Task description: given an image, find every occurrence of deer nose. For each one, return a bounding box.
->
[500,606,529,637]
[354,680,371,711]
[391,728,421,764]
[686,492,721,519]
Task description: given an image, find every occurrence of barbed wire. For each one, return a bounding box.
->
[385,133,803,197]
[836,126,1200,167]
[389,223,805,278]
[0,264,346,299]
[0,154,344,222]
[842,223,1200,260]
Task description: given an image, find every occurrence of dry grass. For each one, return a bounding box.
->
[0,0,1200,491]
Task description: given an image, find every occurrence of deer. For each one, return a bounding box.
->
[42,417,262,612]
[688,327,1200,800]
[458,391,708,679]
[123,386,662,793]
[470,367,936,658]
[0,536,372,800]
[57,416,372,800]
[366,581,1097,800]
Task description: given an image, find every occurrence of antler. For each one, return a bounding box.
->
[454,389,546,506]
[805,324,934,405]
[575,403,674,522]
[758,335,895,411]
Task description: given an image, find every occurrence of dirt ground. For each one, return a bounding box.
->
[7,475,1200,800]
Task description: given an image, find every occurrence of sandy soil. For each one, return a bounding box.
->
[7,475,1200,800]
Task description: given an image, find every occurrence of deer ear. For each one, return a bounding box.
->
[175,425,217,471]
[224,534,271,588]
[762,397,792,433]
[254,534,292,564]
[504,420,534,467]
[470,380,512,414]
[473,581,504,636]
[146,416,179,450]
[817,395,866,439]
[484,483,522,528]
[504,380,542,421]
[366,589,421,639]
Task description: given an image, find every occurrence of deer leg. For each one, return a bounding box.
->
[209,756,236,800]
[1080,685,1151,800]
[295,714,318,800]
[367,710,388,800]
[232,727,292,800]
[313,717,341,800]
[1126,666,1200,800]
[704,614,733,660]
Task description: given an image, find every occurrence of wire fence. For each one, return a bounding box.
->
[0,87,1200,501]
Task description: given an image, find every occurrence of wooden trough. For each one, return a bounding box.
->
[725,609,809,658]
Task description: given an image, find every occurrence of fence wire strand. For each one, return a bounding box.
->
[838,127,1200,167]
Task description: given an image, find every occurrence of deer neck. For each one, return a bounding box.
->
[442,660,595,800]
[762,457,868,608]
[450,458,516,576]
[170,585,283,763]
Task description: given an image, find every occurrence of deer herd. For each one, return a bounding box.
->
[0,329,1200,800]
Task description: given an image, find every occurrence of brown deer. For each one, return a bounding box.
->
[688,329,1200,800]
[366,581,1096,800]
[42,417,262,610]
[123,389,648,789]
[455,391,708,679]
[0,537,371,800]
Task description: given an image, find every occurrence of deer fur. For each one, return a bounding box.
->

------------------------------

Exercise task: Print all of the lines above again, word for word, with no changes.

Solution for this problem:
Task description: given an image, find every occurrence of deer nose. For each one, return a bounding box.
->
[500,606,529,637]
[354,680,371,711]
[391,728,421,764]
[686,492,721,519]
Task description: given an image, find every occurrence of barbed wire. For each one, return a bounding box.
->
[385,133,803,197]
[836,126,1200,167]
[389,223,805,278]
[0,264,346,299]
[0,154,344,222]
[842,223,1200,260]
Task description: given an image, find every occurrence of dry grass. For each one, return a bounding box.
->
[0,0,1200,491]
Task description: given an image, find every occurrence of deer. For each one, return a bounding box.
->
[42,417,262,612]
[688,327,1200,800]
[458,391,708,679]
[123,386,662,793]
[470,367,936,658]
[0,536,372,800]
[57,416,372,800]
[366,581,1097,800]
Task description: given an image, find every occurrence of antler. For each one, return a bounding box.
->
[454,389,546,506]
[805,324,934,405]
[575,403,674,522]
[758,335,895,411]
Task description: given an image, find every occurrence of dirt ground. For each one, return a bounding box.
->
[7,475,1200,800]
Task description: given an image, find every occurrence of sandy soil. For each one, return a bounding box.
->
[7,475,1200,800]
Task description: given an image, find every occurrence of deer ear. For each one, return a bounding box.
->
[175,425,217,471]
[224,534,271,588]
[762,397,792,433]
[254,534,292,564]
[504,420,534,467]
[470,380,512,414]
[473,581,504,636]
[146,416,179,450]
[817,395,866,439]
[484,483,522,528]
[504,380,542,421]
[366,589,421,639]
Task description: given an image, find every occurrence of deer leg. For each one, return a bounding box.
->
[209,756,236,800]
[1080,685,1151,800]
[295,714,318,800]
[367,710,388,800]
[232,727,292,800]
[313,717,341,800]
[1126,666,1200,800]
[704,614,733,660]
Task description: given an image, find every occurrence of wire fence. For each one, return a bounding box.
->
[0,87,1200,501]
Task description: given an image, find every occurrence of wooden trough. For each one, return a bounding box.
->
[725,609,809,658]
Task description: given an image, find every occurrence of fence wire strand. For each one, return a bounding box.
->
[838,127,1200,167]
Task description: given an image, find every occurrence of deer neck. For each one, return a bounding box.
->
[442,660,595,800]
[762,457,868,608]
[450,458,516,576]
[170,585,283,763]
Task description: given an image, find every occurrence of deer herd. For each one, return a bounding box.
->
[0,329,1200,800]
Task description: given an image, find every occurrence of brown deer. For each one, return a bounding box.
->
[688,329,1200,800]
[366,581,1096,800]
[42,417,262,610]
[123,389,648,789]
[455,391,708,679]
[0,537,371,800]
Task description: given an image, find every occurrence of deer fur. For each one, return a bounding box.
->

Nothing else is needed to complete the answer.